» **Listed records**:
*** Block opens ***

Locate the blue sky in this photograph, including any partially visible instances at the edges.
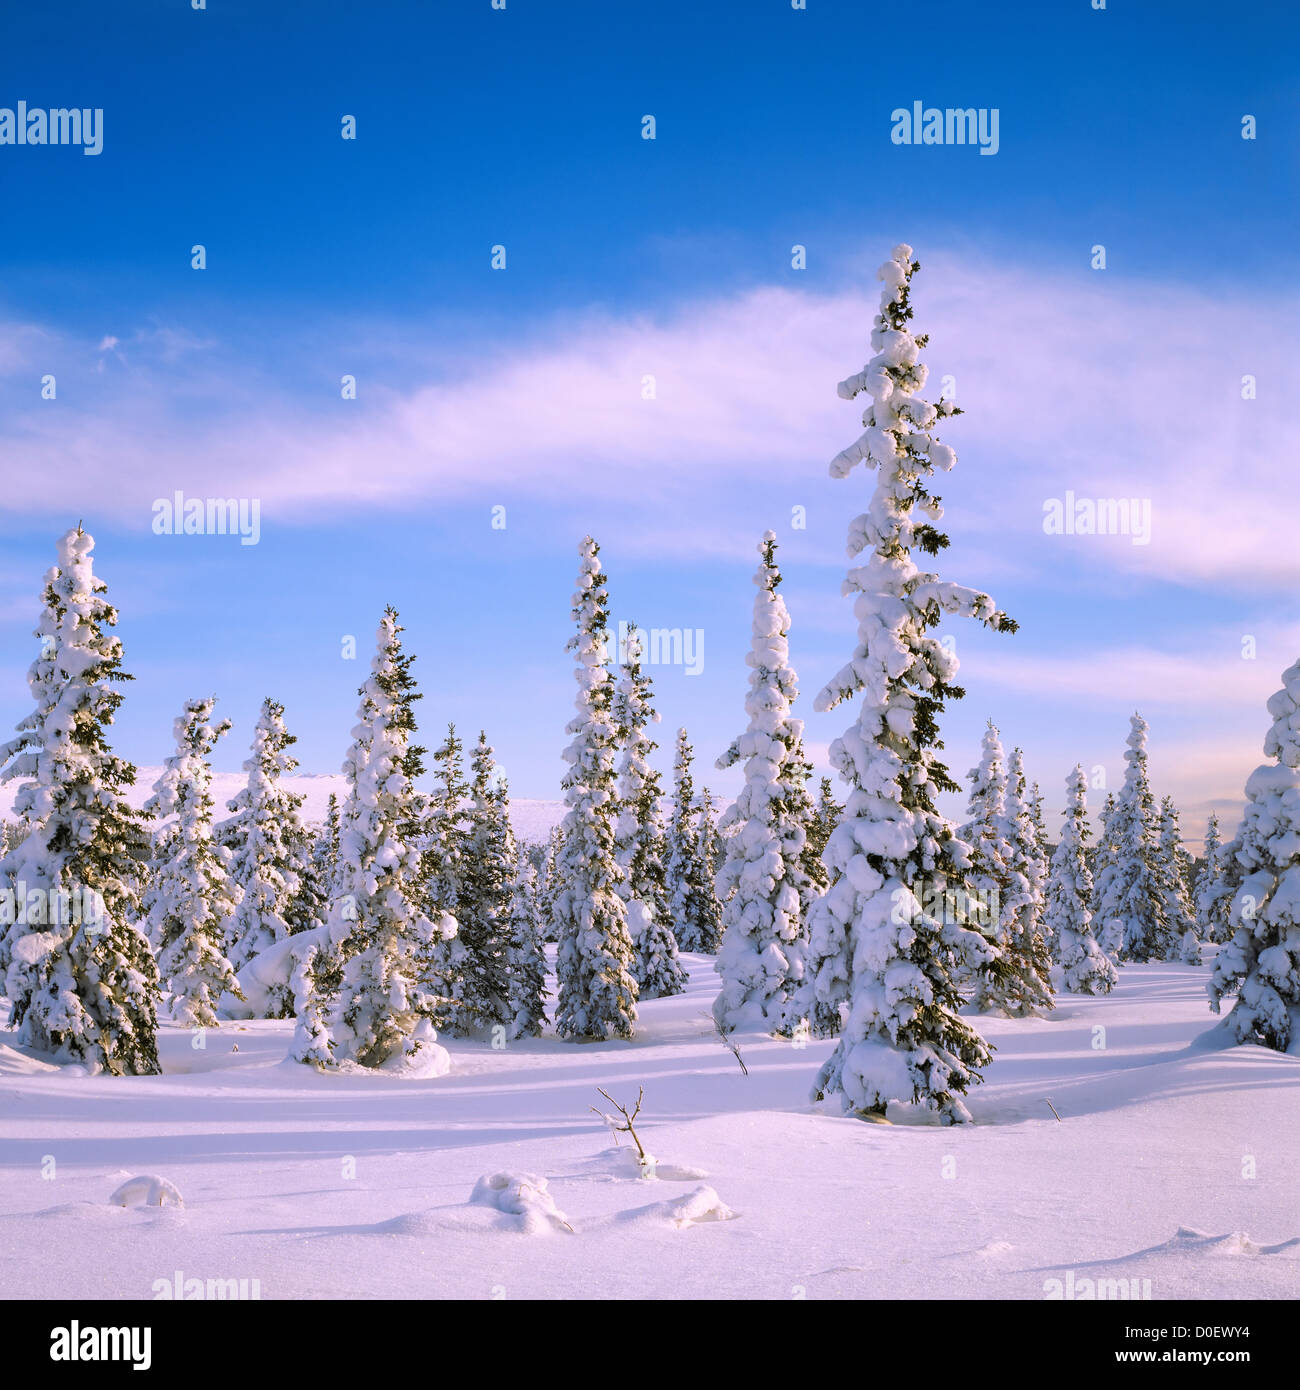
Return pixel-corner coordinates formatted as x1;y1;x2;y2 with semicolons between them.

*** Block closes ***
*** Block opens ***

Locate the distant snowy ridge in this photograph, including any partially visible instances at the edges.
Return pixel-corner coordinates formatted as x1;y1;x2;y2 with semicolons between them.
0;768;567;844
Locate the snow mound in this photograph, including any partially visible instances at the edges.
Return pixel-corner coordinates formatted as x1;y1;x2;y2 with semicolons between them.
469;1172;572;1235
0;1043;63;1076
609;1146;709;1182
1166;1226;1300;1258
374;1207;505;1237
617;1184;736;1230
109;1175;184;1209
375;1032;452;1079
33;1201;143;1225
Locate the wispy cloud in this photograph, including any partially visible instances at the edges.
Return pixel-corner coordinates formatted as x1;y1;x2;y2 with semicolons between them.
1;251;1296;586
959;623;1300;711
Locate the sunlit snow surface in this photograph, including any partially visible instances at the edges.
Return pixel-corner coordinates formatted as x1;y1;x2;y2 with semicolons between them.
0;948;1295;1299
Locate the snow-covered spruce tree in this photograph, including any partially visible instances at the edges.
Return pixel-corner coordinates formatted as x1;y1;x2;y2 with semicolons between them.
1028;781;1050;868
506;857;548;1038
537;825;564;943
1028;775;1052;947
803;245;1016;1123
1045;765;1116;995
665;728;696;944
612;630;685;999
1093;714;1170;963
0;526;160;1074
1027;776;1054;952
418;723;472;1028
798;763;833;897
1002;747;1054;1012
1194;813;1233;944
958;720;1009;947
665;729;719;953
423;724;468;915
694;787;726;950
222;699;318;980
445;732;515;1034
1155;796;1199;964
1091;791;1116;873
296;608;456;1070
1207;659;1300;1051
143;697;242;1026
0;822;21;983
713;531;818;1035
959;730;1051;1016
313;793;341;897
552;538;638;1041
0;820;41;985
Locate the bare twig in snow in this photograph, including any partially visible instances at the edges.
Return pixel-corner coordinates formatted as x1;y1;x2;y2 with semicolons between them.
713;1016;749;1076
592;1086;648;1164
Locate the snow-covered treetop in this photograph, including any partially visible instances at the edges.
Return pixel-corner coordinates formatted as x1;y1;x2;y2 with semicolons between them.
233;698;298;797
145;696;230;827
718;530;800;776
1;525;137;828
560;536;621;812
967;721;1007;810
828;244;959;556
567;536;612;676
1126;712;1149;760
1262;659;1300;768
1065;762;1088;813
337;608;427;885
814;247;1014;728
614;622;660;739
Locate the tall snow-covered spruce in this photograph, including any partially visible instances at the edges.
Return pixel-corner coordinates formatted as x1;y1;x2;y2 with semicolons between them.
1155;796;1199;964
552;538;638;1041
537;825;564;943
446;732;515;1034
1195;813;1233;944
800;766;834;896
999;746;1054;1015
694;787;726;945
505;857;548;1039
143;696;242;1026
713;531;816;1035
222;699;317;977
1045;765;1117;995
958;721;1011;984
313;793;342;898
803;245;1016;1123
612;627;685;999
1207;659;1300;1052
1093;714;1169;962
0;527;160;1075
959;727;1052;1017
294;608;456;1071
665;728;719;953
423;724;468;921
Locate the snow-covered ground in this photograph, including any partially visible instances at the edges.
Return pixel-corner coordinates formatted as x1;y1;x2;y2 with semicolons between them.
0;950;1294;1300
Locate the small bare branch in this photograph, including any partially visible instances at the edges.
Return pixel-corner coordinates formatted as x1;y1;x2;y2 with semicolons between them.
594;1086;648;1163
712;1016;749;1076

*** Block closes ***

» **Required action**: Nothing should appear in the answer except the lines above from the line with "Locate the snow-covered ground" through the line with "Locate the small", both included, written out exactly.

» **Task result**:
Locate the snow-covered ground in this photograph, including any partially visible instances at the edges.
Return pixel-corner coordinates formatted as x1;y1;x2;y2 with semicolons between them.
0;950;1294;1300
Locate the small bare branch in this photograph, including any partially visible instances at the edges.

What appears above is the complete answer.